> **PROVIDED ENTRIES**
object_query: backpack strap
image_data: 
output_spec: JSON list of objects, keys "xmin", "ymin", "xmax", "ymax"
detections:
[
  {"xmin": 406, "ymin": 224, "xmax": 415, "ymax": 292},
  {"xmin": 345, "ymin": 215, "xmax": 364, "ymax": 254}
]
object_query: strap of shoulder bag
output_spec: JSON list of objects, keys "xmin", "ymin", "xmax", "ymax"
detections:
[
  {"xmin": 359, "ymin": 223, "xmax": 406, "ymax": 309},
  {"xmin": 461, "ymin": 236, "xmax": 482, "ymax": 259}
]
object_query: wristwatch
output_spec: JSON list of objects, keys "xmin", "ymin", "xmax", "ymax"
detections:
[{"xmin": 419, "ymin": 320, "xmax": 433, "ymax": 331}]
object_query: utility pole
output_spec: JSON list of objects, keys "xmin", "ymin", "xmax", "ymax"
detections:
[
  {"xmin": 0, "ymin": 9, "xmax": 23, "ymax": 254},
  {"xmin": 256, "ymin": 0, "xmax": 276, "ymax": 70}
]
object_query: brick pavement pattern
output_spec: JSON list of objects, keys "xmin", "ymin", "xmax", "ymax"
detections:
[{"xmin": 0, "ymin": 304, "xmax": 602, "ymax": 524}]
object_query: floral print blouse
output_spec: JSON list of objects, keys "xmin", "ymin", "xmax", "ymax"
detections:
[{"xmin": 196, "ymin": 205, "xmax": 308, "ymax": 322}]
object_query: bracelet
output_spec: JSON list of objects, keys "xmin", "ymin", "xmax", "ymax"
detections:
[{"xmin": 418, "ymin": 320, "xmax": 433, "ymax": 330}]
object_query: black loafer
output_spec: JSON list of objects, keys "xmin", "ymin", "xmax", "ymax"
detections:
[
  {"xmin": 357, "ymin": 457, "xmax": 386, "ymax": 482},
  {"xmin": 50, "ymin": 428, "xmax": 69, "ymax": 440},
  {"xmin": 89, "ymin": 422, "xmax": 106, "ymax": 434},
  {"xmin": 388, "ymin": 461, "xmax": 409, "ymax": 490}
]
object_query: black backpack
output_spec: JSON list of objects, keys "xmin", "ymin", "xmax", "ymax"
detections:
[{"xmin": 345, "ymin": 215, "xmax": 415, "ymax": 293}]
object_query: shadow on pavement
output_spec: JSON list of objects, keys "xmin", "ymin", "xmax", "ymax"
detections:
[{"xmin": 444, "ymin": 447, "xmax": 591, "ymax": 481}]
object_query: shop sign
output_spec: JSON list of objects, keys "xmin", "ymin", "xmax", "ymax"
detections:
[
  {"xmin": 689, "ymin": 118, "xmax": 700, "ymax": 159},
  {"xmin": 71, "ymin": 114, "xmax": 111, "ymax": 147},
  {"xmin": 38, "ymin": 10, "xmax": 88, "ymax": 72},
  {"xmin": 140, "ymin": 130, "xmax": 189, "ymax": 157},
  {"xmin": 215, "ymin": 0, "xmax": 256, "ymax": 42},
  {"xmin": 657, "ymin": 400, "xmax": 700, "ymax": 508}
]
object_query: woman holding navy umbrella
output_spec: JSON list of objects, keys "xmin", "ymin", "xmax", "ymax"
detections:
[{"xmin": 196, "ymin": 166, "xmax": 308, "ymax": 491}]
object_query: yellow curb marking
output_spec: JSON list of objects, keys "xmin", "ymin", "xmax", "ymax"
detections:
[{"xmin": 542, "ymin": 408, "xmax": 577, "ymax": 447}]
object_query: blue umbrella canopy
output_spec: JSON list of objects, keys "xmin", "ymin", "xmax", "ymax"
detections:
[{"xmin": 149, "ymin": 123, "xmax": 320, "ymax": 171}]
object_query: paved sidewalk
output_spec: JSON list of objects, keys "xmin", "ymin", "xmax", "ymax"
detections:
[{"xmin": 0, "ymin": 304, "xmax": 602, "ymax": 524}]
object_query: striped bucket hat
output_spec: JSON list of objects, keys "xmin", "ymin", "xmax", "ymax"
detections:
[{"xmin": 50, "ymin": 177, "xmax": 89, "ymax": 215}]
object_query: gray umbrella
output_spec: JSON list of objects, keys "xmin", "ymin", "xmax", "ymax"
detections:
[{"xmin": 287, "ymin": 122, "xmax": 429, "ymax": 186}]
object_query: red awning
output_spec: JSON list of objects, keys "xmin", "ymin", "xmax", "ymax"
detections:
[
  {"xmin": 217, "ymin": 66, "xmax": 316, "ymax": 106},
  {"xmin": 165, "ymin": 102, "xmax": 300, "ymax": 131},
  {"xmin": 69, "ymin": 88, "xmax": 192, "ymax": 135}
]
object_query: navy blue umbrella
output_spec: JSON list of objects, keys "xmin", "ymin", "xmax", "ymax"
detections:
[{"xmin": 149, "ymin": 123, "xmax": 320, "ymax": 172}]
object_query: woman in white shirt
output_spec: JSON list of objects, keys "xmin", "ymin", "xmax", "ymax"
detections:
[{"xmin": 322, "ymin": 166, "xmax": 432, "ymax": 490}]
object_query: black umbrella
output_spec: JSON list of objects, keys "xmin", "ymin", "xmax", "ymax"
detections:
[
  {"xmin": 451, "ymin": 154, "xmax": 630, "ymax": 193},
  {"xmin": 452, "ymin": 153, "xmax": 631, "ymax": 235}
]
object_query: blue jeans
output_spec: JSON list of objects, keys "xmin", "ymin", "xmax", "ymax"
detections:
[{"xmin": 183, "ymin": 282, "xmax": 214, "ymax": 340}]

> **ACTION ITEM**
The required reply is the count of lines in the entries above where the string "strap" appears, and nothing more.

> **EXERCISE OUTPUT**
2